======== STORED DATA
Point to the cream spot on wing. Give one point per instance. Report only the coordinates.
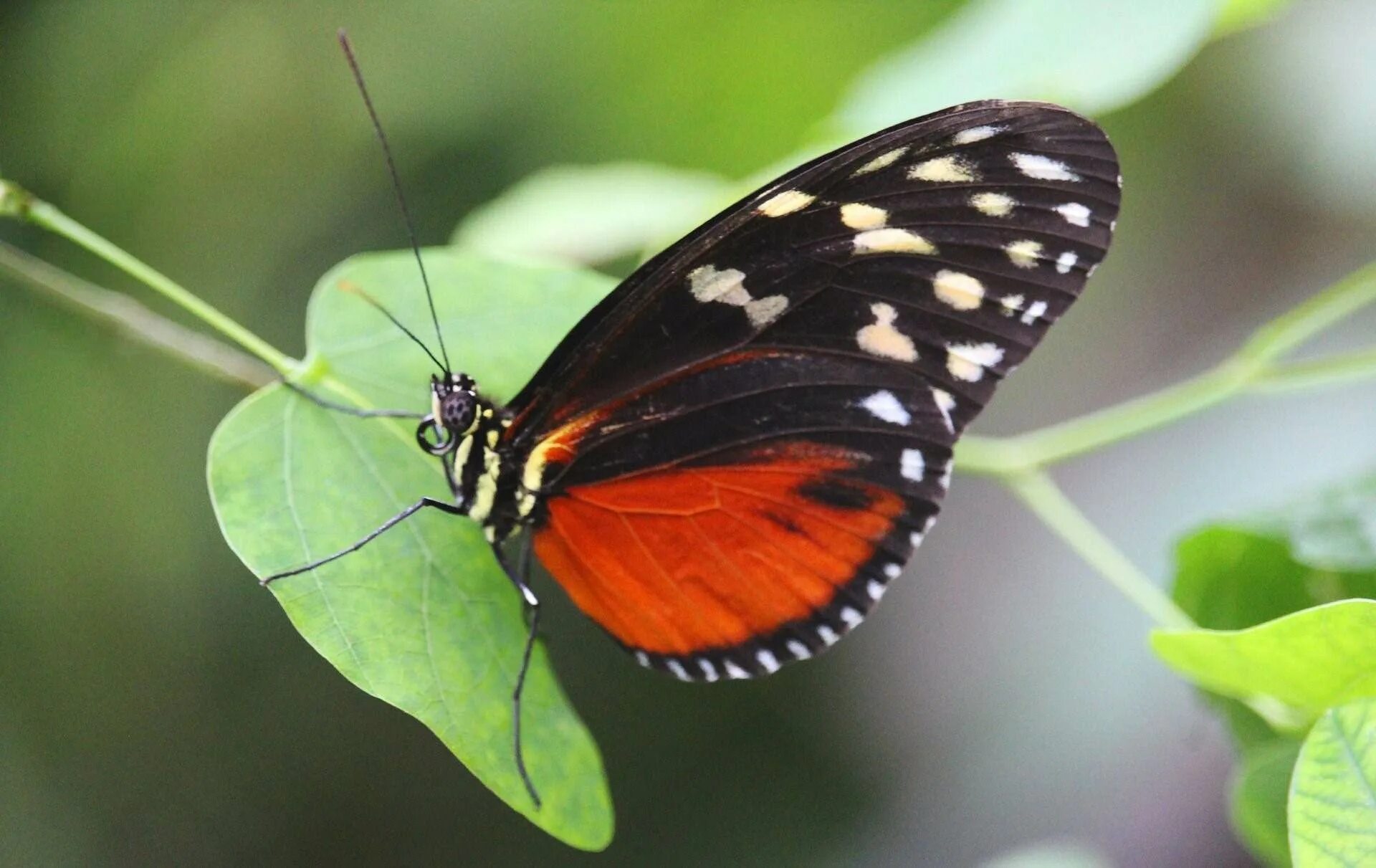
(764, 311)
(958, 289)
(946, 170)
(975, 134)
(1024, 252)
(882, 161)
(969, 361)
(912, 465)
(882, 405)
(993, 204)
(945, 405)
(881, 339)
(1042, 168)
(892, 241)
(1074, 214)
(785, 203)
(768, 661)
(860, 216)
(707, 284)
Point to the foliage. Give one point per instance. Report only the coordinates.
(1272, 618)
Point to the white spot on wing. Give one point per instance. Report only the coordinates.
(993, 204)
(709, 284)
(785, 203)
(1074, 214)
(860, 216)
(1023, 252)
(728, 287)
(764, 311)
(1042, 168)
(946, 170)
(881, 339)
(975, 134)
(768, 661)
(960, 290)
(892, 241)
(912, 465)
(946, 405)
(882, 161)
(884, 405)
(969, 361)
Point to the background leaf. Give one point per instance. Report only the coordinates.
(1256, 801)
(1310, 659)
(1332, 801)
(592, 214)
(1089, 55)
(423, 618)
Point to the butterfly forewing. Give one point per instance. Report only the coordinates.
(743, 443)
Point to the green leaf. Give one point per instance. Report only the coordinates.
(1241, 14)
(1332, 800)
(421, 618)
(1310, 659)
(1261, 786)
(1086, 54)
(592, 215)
================
▶ EXERCISE: Could you restate every record above word for word, dropping the pictures?

▶ SOLVED EXERCISE:
Point to the cream spot on wing. Give one point per instance. Report only the coordinates.
(764, 311)
(958, 289)
(946, 170)
(975, 134)
(1024, 252)
(882, 161)
(969, 361)
(912, 465)
(882, 405)
(993, 204)
(945, 405)
(881, 339)
(1042, 168)
(892, 241)
(1074, 214)
(785, 203)
(768, 661)
(860, 216)
(707, 284)
Point to the foliage. Give one point per instance. Report only the coordinates.
(1272, 618)
Point to the white spot on wing. Give one point per instance. Report only the coordinates.
(993, 204)
(709, 284)
(785, 203)
(1074, 214)
(860, 216)
(1023, 252)
(728, 287)
(764, 311)
(1042, 168)
(946, 170)
(881, 339)
(975, 134)
(768, 661)
(960, 290)
(892, 241)
(912, 465)
(946, 405)
(882, 161)
(884, 405)
(969, 361)
Point to the background leaf. Give one point per instance. Report only the coordinates.
(1256, 801)
(1310, 659)
(1332, 801)
(592, 214)
(1089, 55)
(423, 618)
Point to the butterfly forewing. Give one point per instance. Report only the coordinates.
(743, 443)
Point to the green leaf. Give one point per instance. Report only the coordinates.
(1241, 14)
(1332, 800)
(421, 618)
(1310, 659)
(1261, 786)
(1086, 54)
(592, 215)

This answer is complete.